## Page excerpt

EP1047099A1 - Magnetron - Google Patents

Abstract

The present invention relates to magnetrons and is aimed to improve effectiveness of using a working surface of field-electron emitters, to improve reliability of devices under conditions of increased mechanical action. These objects are solved in the design of a magnetron, comprising an anode and a cathode disposed co-axially inside the anode, said cathode comprising a secondary-electron emitter; a field-electron emitter and lateral flanges standing duty as focusing shields, wherein at least one of the focusing shields is isolated from the secondary-electron emitter and comprises at least one field-electron emitter with a working end-face thereof facing the surface of the secondary-electron emitter.

Description

FIELD OF THE INVENTION
• The present invention relates generally to the field of electronics and, more particularly, to vacuum electronic devices intended to generate microwave electromagnetic radiation using an electron-transit time, namely to magnetrons.
• In particular, the present invention relates to structural elements of magnetrons, namely to cathodes requiring no preliminary incandescence to perform electronic emission. Especially, this invention relates to magnetrons with a low readiness time.
BACKGROUND OF THE INVENTION
• Magnetrons comprising a cylindrical anode with evacuated internal and resonant cavities and a cathode disposed co-axially inside the anode, said cathode having focusing shields located on its end-faces and facing with their inner surfaces a magnetron internal cavity, are known and widely used to generate microwave radiation.
• There are commonly used cathodes making use of a combination of secondary electron emission caused by return to a cathode of a part of electrons travelling in the inter-electrode space along epicycloids, as well as ion bombardment with respect to the cathode, and field emission, that is the phenomenon of electron ejection from a conductor surface under the action of a fairy strong electric field, with the latter emission initiating and maintaining said secondary electron emission. A cylindrical cathode body which is co-axial with an anode is fabricated from material having improved secondary-emission properties.
• A required quantity of field emission is primarily afforded by the shape of corresponding elements, in particular by their fabrication in the form of a sharpened element, and their location relative to cathode sections with secondary-emission properties. Thus, location of a field-emitter on a focusing flange to diminish a destructive effect of electron bombardment exerted on said cathode sections is known from USSR Inventor's Certificate No. 320,852 granted 4 November, 1971 to L. G. Nekrasov at al., for "Cathode For M-Type Microwave Devices", Int. Cl. H01J 1/32.

## Excerpt from a dataset

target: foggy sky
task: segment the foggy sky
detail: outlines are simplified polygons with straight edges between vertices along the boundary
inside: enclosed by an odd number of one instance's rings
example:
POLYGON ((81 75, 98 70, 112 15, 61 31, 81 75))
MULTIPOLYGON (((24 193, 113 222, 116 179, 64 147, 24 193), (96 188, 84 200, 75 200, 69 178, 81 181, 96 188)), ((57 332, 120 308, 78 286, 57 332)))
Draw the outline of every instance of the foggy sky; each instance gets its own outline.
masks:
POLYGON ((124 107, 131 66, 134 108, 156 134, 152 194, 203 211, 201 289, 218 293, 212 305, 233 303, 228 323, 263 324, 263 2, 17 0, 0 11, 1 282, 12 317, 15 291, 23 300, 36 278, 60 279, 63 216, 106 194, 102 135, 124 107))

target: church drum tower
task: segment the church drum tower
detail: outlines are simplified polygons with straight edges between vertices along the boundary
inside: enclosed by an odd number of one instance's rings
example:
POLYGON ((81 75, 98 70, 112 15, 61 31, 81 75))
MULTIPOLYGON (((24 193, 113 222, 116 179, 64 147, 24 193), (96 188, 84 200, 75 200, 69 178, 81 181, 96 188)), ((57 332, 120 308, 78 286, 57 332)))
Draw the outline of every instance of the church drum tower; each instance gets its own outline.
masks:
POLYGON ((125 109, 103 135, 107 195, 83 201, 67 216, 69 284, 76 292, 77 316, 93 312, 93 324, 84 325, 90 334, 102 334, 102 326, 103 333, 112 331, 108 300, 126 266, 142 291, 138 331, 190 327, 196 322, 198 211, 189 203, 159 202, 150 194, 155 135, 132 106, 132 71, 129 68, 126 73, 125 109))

## Goals
1: Answer these questions about the magnetron patent text:
(a) According to the abstract, from what is at least one of the focusing shields isolated?
(b) What is the number of the USSR Inventor's Certificate cited for locating a field-emitter on a focusing flange?
(c) From what is the cylindrical cathode body that is co-axial with an anode fabricated?
2: Write out, word for word, everything in the magnetron patent text from "FIELD OF THE" down to "low readiness time.".
Rely solely on the magnetron patent text when responding.

## The responses
1:
(a) The secondary-electron emitter.
(b) No. 320,852.
(c) Material having improved secondary-emission properties.

2:
FIELD OF THE INVENTION
• The present invention relates generally to the field of electronics and, more particularly, to vacuum electronic devices intended to generate microwave electromagnetic radiation using an electron-transit time, namely to magnetrons.
• In particular, the present invention relates to structural elements of magnetrons, namely to cathodes requiring no preliminary incandescence to perform electronic emission. Especially, this invention relates to magnetrons with a low readiness time.